> [Requirements]
Change "pixel-level" to "pixel-accurate" in the data from the start up to and including the line with "[126,77,350,92]", and give those lines again with nothing else altered.

· · · · · · ·

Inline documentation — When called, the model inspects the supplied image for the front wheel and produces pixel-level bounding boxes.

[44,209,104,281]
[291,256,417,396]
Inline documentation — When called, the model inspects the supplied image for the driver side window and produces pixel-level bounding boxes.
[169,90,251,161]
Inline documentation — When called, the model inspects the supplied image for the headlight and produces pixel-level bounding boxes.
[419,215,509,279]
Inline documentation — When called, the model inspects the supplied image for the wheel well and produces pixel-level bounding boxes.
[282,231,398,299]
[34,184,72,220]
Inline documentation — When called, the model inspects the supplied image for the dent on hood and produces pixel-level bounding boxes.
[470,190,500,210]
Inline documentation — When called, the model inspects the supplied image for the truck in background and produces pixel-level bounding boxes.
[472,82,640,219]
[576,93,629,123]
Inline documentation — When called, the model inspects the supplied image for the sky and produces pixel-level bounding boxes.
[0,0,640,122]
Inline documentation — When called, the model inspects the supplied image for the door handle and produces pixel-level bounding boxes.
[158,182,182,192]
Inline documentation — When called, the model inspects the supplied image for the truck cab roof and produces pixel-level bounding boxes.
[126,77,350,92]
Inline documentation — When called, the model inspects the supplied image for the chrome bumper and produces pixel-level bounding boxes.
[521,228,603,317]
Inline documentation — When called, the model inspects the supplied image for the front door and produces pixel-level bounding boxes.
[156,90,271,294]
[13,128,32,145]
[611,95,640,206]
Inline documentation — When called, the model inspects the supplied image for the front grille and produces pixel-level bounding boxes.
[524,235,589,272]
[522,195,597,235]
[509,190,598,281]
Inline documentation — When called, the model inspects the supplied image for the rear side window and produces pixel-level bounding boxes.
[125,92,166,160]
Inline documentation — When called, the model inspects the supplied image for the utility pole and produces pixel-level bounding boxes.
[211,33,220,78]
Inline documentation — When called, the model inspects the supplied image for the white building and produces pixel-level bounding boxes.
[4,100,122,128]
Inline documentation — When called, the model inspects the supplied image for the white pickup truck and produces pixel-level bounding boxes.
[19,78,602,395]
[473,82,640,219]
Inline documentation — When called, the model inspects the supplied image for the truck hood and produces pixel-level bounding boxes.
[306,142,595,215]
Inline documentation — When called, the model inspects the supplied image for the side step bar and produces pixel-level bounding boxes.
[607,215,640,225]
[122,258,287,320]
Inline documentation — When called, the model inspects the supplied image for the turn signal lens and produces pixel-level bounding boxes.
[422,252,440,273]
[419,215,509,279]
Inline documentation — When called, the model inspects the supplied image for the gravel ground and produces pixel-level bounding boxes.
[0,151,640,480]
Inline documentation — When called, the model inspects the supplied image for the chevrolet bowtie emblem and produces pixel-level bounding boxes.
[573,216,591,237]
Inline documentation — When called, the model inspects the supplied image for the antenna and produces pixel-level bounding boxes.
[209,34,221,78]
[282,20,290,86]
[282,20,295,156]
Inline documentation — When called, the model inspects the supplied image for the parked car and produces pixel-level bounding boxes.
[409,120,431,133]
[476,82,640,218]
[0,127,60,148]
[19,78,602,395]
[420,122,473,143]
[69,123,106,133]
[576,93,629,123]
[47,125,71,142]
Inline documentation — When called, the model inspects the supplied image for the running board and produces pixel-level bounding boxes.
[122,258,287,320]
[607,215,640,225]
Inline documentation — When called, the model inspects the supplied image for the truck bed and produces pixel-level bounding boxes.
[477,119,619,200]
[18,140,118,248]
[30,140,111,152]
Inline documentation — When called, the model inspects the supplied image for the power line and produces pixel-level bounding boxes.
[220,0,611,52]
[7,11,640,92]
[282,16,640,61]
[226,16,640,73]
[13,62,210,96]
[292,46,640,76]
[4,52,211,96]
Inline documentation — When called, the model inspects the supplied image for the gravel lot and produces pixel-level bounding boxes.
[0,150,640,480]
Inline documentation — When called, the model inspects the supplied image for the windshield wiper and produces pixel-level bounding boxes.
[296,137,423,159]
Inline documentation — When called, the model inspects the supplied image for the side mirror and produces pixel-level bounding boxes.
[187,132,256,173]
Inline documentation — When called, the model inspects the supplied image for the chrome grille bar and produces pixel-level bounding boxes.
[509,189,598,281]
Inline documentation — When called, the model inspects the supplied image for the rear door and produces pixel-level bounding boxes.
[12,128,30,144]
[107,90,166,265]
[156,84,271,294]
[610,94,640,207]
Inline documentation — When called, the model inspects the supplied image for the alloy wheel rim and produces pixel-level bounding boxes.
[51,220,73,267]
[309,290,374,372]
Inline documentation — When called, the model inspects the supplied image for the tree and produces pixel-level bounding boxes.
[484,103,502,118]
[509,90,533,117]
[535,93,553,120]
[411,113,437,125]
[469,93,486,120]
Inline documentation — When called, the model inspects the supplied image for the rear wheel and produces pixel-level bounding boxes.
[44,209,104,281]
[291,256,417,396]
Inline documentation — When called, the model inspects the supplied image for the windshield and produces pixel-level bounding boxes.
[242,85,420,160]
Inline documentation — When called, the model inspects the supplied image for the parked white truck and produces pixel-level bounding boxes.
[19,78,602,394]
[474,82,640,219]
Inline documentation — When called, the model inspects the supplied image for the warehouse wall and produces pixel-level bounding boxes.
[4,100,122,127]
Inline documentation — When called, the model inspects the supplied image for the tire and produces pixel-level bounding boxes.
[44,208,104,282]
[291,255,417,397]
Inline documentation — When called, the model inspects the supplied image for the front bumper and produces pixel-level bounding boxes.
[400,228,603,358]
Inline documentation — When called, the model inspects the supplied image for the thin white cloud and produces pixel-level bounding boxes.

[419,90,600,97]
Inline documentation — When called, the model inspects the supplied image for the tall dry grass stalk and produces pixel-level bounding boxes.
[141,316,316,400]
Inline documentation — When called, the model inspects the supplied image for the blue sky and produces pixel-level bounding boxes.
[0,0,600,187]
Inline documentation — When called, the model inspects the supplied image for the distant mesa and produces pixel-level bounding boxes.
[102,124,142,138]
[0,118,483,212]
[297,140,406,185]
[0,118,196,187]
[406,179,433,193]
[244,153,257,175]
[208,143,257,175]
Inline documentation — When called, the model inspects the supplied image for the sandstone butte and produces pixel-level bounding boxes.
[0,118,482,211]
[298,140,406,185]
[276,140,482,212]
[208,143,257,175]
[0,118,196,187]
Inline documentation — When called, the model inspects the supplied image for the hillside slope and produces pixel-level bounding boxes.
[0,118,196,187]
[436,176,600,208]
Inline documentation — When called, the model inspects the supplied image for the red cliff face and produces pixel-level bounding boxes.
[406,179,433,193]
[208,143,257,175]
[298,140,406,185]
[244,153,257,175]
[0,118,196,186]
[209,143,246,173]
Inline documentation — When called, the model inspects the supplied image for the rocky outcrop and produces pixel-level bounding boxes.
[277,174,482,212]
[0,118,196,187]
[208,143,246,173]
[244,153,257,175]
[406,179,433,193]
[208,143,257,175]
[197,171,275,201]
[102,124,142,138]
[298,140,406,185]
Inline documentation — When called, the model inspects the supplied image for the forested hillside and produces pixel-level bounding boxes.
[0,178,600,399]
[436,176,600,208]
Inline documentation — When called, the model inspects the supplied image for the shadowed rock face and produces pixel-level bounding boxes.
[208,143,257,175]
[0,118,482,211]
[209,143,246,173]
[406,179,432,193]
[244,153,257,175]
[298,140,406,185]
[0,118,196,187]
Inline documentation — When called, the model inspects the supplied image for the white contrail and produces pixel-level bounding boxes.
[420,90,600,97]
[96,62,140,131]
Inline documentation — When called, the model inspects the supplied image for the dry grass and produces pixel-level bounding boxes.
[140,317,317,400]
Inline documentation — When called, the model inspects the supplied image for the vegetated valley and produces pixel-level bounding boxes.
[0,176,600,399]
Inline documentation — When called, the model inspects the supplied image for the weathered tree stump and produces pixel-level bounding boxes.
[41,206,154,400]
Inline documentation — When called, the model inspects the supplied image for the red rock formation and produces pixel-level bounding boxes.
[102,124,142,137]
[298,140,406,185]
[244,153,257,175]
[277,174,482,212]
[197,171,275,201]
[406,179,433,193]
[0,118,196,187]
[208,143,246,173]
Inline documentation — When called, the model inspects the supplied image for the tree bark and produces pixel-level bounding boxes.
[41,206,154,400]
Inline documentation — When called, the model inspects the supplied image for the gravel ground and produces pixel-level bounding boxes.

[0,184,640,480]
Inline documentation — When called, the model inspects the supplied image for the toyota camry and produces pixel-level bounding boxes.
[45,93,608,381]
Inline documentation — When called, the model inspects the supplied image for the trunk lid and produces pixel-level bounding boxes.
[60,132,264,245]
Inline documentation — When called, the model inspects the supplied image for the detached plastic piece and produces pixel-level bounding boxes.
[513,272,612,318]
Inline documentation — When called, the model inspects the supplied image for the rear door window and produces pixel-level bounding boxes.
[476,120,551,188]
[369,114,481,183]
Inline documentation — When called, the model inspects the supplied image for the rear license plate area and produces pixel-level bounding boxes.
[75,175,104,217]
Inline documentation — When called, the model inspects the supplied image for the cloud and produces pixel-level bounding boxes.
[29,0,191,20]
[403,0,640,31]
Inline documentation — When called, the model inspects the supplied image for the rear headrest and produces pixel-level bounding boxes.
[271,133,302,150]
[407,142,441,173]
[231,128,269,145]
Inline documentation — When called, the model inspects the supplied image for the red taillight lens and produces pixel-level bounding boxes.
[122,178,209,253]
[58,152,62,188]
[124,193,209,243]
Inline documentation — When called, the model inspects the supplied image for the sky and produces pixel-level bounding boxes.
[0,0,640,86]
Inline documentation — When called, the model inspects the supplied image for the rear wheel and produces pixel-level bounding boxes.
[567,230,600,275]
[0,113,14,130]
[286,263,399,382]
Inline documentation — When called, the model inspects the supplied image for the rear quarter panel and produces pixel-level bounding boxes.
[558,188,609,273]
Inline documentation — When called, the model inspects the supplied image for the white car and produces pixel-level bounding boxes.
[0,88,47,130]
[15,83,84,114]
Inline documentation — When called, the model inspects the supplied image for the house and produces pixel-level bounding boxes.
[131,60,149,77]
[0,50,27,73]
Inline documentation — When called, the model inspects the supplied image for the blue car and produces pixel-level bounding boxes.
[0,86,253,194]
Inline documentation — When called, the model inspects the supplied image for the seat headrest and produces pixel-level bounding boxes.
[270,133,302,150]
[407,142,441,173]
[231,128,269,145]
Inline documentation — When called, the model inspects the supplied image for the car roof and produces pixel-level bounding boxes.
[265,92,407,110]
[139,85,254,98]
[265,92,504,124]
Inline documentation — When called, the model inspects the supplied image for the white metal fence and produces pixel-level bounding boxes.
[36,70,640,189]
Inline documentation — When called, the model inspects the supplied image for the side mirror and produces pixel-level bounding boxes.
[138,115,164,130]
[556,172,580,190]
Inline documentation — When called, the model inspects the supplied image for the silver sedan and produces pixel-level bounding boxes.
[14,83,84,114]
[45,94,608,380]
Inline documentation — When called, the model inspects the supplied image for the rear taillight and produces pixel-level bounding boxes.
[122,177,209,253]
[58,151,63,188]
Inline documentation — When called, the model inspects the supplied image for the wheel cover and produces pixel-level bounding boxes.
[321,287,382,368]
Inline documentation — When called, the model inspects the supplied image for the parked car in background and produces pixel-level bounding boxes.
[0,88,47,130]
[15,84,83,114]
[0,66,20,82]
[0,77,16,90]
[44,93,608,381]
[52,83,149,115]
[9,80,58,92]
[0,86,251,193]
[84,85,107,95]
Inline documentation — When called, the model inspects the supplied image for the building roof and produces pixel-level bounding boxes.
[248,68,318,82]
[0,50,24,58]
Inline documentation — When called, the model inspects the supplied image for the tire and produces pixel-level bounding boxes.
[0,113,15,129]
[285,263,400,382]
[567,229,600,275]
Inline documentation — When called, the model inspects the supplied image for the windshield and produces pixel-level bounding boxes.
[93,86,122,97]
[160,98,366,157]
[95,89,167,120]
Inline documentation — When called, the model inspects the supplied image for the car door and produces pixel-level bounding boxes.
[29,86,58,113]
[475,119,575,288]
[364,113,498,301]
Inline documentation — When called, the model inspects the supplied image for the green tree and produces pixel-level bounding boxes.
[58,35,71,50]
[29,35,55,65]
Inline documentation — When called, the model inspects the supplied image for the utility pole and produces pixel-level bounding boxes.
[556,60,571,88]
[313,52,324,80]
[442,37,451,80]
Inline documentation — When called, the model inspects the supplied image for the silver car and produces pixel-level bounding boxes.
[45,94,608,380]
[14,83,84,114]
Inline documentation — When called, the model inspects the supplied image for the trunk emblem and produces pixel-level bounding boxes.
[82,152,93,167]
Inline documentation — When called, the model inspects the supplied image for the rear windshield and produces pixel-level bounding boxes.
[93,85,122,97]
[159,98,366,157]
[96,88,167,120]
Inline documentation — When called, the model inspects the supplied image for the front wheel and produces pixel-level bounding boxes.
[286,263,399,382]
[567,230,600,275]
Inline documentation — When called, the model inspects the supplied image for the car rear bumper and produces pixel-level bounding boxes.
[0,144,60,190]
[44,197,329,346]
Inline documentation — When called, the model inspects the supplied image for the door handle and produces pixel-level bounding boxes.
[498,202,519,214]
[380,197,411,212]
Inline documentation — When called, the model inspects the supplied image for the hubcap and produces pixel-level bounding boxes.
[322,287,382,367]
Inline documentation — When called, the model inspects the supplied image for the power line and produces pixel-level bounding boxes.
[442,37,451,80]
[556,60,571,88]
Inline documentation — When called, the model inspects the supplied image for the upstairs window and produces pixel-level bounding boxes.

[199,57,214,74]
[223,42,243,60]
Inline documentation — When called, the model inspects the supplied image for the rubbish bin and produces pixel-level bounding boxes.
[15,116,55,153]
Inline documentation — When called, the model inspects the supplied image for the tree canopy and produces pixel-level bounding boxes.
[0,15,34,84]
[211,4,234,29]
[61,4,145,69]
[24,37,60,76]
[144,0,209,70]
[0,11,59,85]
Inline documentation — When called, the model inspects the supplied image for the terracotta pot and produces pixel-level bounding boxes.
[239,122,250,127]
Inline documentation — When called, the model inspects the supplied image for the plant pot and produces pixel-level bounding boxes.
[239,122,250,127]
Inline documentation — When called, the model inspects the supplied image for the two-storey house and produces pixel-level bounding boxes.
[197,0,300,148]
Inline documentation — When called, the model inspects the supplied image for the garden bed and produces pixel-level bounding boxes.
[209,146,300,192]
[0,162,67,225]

· · · · · · ·

> [Response for this exercise]
Inline documentation — When called, the model inspects the supplied image for the front wheel and produces pixel-accurate bounding boxes.

[44,209,104,281]
[291,256,417,396]
Inline documentation — When called, the model inspects the supplied image for the driver side window and produces pixel-accurate bounding boxes.
[169,90,251,161]
Inline documentation — When called, the model inspects the supplied image for the headlight and produces pixel-accurate bounding boxes.
[419,215,509,279]
Inline documentation — When called, the model inspects the supplied image for the wheel well and produces pixel-accurate bounding boxes.
[282,231,398,299]
[34,184,72,220]
Inline documentation — When called, the model inspects the supplied image for the dent on hood and produces pixel-accurate bounding boxes.
[470,190,500,210]
Inline documentation — When called, the model inspects the supplied image for the truck in background and produces pixel-accurate bounding boxes.
[472,82,640,219]
[576,93,629,123]
Inline documentation — When called, the model inspects the supplied image for the sky and produces pixel-accurate bounding boxes.
[0,0,640,122]
Inline documentation — When called, the model inspects the supplied image for the door handle and produces pixel-accurate bounding boxes.
[158,182,182,192]
Inline documentation — When called, the model inspects the supplied image for the truck cab roof and produces pixel-accurate bounding boxes.
[126,77,350,92]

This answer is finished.